WHAT TO PRODUCE :: Present all of the data below as a numbered list, one line per item, and leave out any blank lines.

Shape annotation entries ::
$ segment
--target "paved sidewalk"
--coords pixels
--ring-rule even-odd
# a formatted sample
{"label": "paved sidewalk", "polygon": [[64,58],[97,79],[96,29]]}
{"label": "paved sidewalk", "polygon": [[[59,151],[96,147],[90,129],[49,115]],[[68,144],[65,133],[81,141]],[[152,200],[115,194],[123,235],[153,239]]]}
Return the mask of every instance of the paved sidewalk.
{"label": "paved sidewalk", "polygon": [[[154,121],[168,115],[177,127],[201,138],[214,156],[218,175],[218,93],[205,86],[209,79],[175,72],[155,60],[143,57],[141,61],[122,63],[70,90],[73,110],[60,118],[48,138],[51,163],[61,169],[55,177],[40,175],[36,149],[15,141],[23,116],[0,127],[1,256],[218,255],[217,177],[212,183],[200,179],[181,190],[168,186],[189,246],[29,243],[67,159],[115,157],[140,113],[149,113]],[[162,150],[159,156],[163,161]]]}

TASK RESULT ::
1. $ segment
2. --target "paved sidewalk"
3. --coords pixels
4. --ring-rule even-odd
5. # a formatted sample
6. {"label": "paved sidewalk", "polygon": [[64,58],[97,79],[96,29]]}
7. {"label": "paved sidewalk", "polygon": [[[59,151],[96,147],[90,129],[49,115]],[[68,144],[65,133],[81,141]],[[152,200],[115,194],[123,235],[153,239]]]}
8. Return the mask of every instance of the paved sidewalk.
9. {"label": "paved sidewalk", "polygon": [[[154,121],[168,115],[177,127],[201,138],[214,156],[218,175],[218,93],[205,86],[209,79],[175,72],[155,60],[143,57],[141,61],[122,63],[70,90],[73,110],[60,118],[48,138],[51,163],[61,169],[55,177],[40,175],[36,149],[15,141],[23,116],[0,127],[1,256],[218,255],[217,177],[212,183],[200,179],[181,190],[168,186],[189,246],[29,243],[67,159],[115,157],[140,113],[149,113]],[[162,150],[159,156],[163,161]]]}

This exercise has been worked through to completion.